- _DOCUMENT SECTION_:
======
# 6pd 5dt started bleeding??? Help!!



## clark1234 (Jan 4, 2013)

Anyone bleeding during 2ww and got a BFP?


----------



## nelly1103 (Dec 3, 2012)

Hi Same has happened to me, I took a test on day i bled Negative but due my recommended test on 29th, I bled for three days then suddenly stopped 5-6 days after ET of 2 embryos, Dont hold out much hope but u never know miracles do happen.  How long did u bleed for ? Did u contact hospital wat was there  advice ? x


----------



## Ange&#039;s journey (Mar 15, 2010)

Ladies I would try not to worry because so many women report bleeds during the 2ww. It is apparently more common in ivf too so dont count yourselves out just yet. Wishing you both all the luck in the world    xxx


----------



## nelly1103 (Dec 3, 2012)

I really hope your right as im finding it very very difficult to cope with i didnt realise how much it would have affected me tbh..... just hope that God blesses us and everyone else that is so desperate for a baby x


----------



## clark1234 (Jan 4, 2013)

Hey I started bleeding last ngt, it's heavy but not as heavy as my period! God I dnt know what to do my clinic closed until Monday! Just dnt understand its way to early for my period, n dnt think u bleed this early if it didn't work I'm not even half wae through yet!  Doc was really positive it was a grade A, not to good!!xx


----------



## nelly1103 (Dec 3, 2012)

did they not supply you with an emergency number for out of hours? When i contacted my clinic Ninewells Hospital, she advised me to continue with the Crinone Gel and to still take the pregnancy test on the due date, so all i can advise is dont let go of any hope that you have i have read articles many of them when its still been a positive outcome for people, i know its very very hard, i have my test in 2 dys and i still have a glimmer of hope,,, just take it easy rest and drink plenty of water and do not get stressed. i hope it works out for you x take care x


----------



## clark1234 (Jan 4, 2013)
======
- _EXTRACTED DATA_:
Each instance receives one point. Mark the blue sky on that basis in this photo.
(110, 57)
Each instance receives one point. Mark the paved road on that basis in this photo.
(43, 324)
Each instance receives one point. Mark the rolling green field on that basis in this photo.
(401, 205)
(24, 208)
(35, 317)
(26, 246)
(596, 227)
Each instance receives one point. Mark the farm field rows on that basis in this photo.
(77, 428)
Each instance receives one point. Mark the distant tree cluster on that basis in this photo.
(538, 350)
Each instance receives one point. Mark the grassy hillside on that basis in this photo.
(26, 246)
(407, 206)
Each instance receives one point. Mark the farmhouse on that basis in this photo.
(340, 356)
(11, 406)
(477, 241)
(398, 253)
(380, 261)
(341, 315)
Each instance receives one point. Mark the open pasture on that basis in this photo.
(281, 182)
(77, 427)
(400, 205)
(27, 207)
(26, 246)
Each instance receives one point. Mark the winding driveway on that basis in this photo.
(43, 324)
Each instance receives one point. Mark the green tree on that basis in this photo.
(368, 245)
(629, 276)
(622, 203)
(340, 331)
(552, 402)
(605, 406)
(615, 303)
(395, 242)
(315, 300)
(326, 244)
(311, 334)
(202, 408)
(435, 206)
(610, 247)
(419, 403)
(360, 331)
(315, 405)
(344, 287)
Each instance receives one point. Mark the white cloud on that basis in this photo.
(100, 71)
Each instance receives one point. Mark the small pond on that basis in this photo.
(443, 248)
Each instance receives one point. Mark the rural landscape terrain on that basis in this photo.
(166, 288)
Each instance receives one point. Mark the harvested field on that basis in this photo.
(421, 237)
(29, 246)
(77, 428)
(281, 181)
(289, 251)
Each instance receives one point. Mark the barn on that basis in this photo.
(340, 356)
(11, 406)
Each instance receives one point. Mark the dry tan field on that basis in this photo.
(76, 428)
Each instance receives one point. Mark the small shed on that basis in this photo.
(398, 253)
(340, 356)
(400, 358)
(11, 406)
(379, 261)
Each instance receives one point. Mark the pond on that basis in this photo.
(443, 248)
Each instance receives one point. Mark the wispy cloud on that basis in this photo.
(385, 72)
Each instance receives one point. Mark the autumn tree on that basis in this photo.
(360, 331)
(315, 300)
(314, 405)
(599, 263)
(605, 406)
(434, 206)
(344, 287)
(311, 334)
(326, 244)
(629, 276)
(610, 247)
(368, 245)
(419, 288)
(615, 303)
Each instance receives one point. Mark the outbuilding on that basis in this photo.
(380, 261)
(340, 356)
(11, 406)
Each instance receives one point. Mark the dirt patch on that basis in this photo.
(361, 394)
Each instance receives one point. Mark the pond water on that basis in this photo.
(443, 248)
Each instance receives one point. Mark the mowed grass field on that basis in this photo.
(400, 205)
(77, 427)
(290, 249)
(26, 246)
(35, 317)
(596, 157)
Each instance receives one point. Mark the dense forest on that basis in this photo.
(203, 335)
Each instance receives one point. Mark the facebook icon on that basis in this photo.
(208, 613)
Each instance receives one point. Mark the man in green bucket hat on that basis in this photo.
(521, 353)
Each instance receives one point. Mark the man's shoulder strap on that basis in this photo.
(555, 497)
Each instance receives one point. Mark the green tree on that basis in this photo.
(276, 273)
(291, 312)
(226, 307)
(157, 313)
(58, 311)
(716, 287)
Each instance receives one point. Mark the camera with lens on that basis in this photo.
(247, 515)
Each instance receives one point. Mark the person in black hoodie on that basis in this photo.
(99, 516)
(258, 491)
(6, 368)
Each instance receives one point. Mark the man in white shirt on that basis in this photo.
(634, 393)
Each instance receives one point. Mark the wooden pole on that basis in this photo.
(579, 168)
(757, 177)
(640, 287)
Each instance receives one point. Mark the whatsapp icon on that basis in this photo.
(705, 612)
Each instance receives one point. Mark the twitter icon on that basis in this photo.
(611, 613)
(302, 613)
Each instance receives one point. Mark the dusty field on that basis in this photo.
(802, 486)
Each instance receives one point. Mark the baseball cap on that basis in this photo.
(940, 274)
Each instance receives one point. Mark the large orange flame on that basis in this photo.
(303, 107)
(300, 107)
======
- _REQUIRED ACTIONS_:
1. From the forum thread about bleeding after embryo transfer, list every sentence in the posts (not the title) that ends with a question mark.
2. Pull out everything in the forum thread about bleeding after embryo transfer from "Hi Same has" down to "(Mar 15, 2010)".

- _LIST OF ANSWERS_:
1.
- Anyone bleeding during 2ww and got a BFP?
- How long did u bleed for ?
- Did u contact hospital wat was there  advice ?
- did they not supply you with an emergency number for out of hours?

2.
Hi Same has happened to me, I took a test on day i bled Negative but due my recommended test on 29th, I bled for three days then suddenly stopped 5-6 days after ET of 2 embryos, Dont hold out much hope but u never know miracles do happen.  How long did u bleed for ? Did u contact hospital wat was there  advice ? x


----------



## Ange&#039;s journey (Mar 15, 2010)